*Отрывок*.

Изменившие мой мир
«Со всем на свете мы не ладим».
На Фестивале всякий острый разговор мы сводили на что-нибудь другое. «Как вам наши девушки?» – «Ярошка» (Ярослав Голованов) спрашивал и спрашивал у одного поляка, на что польский делегат в конце концов огрызнулся: «Девушки и есть девушки!» Ему, понятно, хотелось потолковать о политике. Не думаю, чтобы наш собрат-славянин оказался способен выдержать обмен мнениями с нашими патриотами: Роман подобрал команду неслабых – кого угодно загнали бы за такой Можай, что любой диспутант сумел бы ответить лишь русофобскими выпадами. Всё же иностранцы были готовы говорить о политике, а мы – нет, и необязательно по цензурным соображениям. Наш кипевший в сознании протест не умещался в пределах политики, и поэтому не заметил я на фестивале присутствия американцев, их делегация участвовала и, как стало известно, использовалась ЦРУ в своих целях[167].

*Записи*.
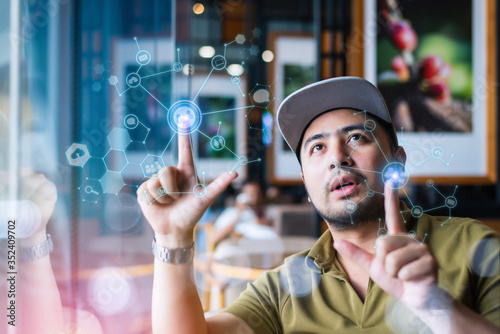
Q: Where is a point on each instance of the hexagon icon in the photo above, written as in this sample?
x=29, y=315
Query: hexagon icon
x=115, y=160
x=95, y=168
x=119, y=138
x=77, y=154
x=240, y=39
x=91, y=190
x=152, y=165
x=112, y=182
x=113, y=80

*Задания*.
1. Выпиши из отрывка о Фестивале всё от слов «На Фестивале всякий» и ниже до слов «в своих целях[167].» включительно, ничего не меняя.
2. Выведи все записи строка за строкой без единого изменения, только картинки в ответ не включай.
Отрывок и записи никак не связаны друг с другом.

*Ответы*.
1.
На Фестивале всякий острый разговор мы сводили на что-нибудь другое. «Как вам наши девушки?» – «Ярошка» (Ярослав Голованов) спрашивал и спрашивал у одного поляка, на что польский делегат в конце концов огрызнулся: «Девушки и есть девушки!» Ему, понятно, хотелось потолковать о политике. Не думаю, чтобы наш собрат-славянин оказался способен выдержать обмен мнениями с нашими патриотами: Роман подобрал команду неслабых – кого угодно загнали бы за такой Можай, что любой диспутант сумел бы ответить лишь русофобскими выпадами. Всё же иностранцы были готовы говорить о политике, а мы – нет, и необязательно по цензурным соображениям. Наш кипевший в сознании протест не умещался в пределах политики, и поэтому не заметил я на фестивале присутствия американцев, их делегация участвовала и, как стало известно, использовалась ЦРУ в своих целях[167].

2.
Q: Where is a point on each instance of the hexagon icon in the photo above, written as in this sample?
x=29, y=315
Query: hexagon icon
x=115, y=160
x=95, y=168
x=119, y=138
x=77, y=154
x=240, y=39
x=91, y=190
x=152, y=165
x=112, y=182
x=113, y=80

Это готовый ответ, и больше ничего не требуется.